>> START Source excerpt

She was seventy years of age when he wrote the elaborate account 

of her beauty. She had blue eyes and fair hair, though belonging 

to one of the darkest parts of France. 

 

Ploss and Bartels (_Das Weib_, bd. 1, sec. 3) have independently 

brought together a number of passages from the writers of many 

countries describing their ideals of beauty. On this collection I 

have not drawn. 

 

When we survey broadly the ideals of feminine beauty set down by the 

peoples of many lands, it is interesting to note that they all contain 

many features which appeal to the aesthetic taste of the modern European, 

and many of them, indeed, contain no features which obviously clash with 

his canons of taste. It may even be said that the ideals of some savages 

affect us more sympathetically than some of the ideals of our own mediaeval 

ancestors. As a matter of fact, European travelers in all parts of the 

world have met with women who were gracious and pleasant to look on, and 

not seldom even in the strict sense beautiful, from the standpoint of 

European standards. Such individuals have been found even among those 

races with the greatest notoriety for ugliness.

>> END Source excerpt
>> START Material supplied

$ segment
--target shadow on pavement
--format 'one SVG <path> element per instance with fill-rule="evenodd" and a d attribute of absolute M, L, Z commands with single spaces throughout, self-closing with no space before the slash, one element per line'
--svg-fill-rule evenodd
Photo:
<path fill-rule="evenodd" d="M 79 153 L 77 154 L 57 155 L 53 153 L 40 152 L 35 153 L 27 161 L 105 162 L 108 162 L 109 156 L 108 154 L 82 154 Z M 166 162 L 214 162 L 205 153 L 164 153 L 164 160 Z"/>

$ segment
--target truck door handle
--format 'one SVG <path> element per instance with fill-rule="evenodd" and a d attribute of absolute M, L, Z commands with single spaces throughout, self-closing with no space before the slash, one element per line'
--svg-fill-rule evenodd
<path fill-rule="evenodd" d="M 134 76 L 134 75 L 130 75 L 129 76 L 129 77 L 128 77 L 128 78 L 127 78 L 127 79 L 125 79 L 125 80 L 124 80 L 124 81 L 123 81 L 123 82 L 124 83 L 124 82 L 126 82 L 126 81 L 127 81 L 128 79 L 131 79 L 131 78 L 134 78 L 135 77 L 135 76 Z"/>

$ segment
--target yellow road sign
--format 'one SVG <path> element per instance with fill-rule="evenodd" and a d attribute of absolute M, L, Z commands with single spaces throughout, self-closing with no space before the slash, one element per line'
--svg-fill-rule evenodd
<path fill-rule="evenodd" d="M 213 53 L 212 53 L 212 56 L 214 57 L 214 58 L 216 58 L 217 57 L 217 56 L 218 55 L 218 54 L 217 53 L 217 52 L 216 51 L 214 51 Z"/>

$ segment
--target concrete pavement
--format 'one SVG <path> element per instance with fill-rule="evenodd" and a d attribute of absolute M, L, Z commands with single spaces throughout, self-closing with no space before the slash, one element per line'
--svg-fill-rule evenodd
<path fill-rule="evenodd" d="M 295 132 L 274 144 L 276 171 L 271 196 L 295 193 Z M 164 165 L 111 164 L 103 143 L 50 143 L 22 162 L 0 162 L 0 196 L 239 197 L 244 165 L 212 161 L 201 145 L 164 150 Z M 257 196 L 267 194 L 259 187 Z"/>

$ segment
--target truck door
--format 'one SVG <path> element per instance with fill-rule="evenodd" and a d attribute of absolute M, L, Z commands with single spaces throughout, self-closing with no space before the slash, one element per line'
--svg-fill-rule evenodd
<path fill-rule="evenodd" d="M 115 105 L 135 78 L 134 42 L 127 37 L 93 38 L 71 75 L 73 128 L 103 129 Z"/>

>> END Material supplied
>> START Material supplied

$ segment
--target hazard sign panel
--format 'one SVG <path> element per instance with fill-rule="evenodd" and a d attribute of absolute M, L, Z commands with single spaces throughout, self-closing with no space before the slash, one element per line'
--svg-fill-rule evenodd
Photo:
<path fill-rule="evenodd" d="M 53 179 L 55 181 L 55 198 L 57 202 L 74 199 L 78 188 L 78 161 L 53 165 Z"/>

>> END Material supplied
>> START Material supplied

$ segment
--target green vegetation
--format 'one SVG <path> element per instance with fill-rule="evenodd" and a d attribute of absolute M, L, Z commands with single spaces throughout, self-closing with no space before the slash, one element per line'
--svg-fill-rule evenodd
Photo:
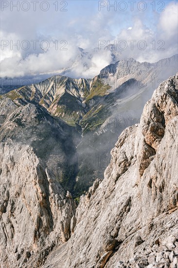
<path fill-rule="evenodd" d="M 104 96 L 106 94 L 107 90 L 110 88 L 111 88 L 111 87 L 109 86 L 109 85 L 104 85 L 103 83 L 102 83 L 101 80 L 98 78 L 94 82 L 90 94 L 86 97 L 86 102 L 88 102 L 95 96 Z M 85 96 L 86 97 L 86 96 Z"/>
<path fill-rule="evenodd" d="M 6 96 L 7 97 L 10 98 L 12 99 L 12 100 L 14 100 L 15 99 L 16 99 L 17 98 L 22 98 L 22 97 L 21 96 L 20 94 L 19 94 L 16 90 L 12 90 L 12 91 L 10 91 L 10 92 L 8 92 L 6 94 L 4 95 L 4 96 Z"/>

>> END Material supplied

Required work
• a. Translate this sentence from the passage on ideals of feminine beauty into Spanish: "She had blue eyes and fair hair, though belonging to one of the darkest parts of France."
• b. Write the next few sentences of the passage on ideals of feminine beauty, starting after its final sentence.

Answers by task
• a. Tenía los ojos azules y el cabello rubio, aunque pertenecía a una de las regiones más morenas de Francia.

• b.
 

Even among so primitive and remote a people as the Australians 

beauty in the European sense is sometimes found. "I have on two 

occasions," Lumholtz states, "seen what might be called beauties 

among the women of western Queensland. Their hands were small, 

their feet neat and well shaped, with so high an instep that one 

asked oneself involuntarily where in the world they had acquired 

this aristocratic mark of beauty. Their figure was above 

criticism, and their skin, as is usually the case among the young 

women, was as soft as velvet. When these black daughters of Eve 

smiled and showed their beautiful white teeth, and when their 

eyes peeped coquettishly from beneath the curly hair which hung 

in quite the modern fashion down their foreheads," Lumholtz 

realized that even here women could exert the influence ascribed 

by Goethe to women generally. (C. Lumholtz, _Among Cannibals_, p. 

132.) Much has, again, been written about the beauty of the 

American Indians. See, e.g., an article by Dr. Shufeldt, "Beauty 

from an Indian's Point of View," _Cosmopolitan Magazine_, April, 

1895. Among the Seminole Indians, especially, it is said that 

types of handsome and comely women are not uncommon. (_Clay_ 

MacCauley, "Seminole Indians of Florida," _Fifth Annual Report of 

the Bureau of Ethnology_, 1883-1884, pp. 493 et seq.)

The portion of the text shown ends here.